> _Region segmentation data_:
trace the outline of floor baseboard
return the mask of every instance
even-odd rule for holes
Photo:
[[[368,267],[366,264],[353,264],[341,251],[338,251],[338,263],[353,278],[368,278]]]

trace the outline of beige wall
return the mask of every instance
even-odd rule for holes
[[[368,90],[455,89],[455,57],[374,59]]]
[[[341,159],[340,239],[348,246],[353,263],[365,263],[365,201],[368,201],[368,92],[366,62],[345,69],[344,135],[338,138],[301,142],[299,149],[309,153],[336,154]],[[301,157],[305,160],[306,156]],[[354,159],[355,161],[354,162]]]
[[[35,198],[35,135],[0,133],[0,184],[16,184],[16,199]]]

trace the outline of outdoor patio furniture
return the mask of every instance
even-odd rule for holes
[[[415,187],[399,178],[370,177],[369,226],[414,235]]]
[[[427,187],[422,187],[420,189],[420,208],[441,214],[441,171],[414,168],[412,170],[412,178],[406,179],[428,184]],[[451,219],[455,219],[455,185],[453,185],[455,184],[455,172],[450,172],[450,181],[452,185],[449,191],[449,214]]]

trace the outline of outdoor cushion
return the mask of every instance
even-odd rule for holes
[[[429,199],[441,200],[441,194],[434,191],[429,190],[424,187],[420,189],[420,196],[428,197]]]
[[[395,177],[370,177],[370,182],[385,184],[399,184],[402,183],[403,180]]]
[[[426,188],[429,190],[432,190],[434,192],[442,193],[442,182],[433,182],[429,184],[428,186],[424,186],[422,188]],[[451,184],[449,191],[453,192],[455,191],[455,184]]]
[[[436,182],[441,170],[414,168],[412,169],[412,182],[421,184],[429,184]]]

> _Task instructions_: Copy out all of the records above, line for line, with no changes.

> _Response_:
trace the outline of floor baseboard
return the mask of every instance
even-odd rule for holes
Photo:
[[[368,267],[366,264],[353,264],[341,251],[338,251],[338,263],[353,278],[368,278]]]

trace the outline of beige wall
return the mask of every instance
even-odd rule for holes
[[[368,90],[455,89],[455,57],[374,59]]]
[[[341,159],[340,239],[348,246],[353,263],[365,263],[365,201],[368,201],[368,92],[366,62],[345,69],[344,135],[338,138],[301,142],[299,149],[309,153],[336,154]],[[301,157],[305,160],[306,156]],[[354,159],[355,161],[354,162]]]
[[[35,198],[35,135],[0,133],[0,184],[16,184],[16,199]]]

trace the outline of outdoor patio furniture
return the mask of every instance
even-odd rule for holes
[[[415,187],[399,178],[370,177],[369,226],[414,235]]]
[[[427,187],[422,187],[420,189],[420,208],[441,214],[441,171],[414,168],[412,170],[412,178],[406,179],[428,184]],[[451,219],[455,219],[455,185],[453,185],[455,184],[455,172],[450,172],[450,181],[452,185],[449,191],[449,214]]]

trace the outline of outdoor cushion
return the mask of every instance
even-odd rule for holes
[[[429,199],[441,200],[441,194],[434,191],[429,190],[424,187],[420,189],[420,196],[428,197]]]
[[[395,177],[370,177],[370,182],[385,184],[399,184],[402,183],[403,180]]]
[[[426,188],[429,190],[432,190],[434,192],[442,193],[442,182],[433,182],[429,184],[428,186],[424,186],[422,188]],[[451,184],[449,191],[453,192],[455,191],[455,184]]]
[[[436,182],[441,170],[414,168],[412,169],[412,182],[421,184],[429,184]]]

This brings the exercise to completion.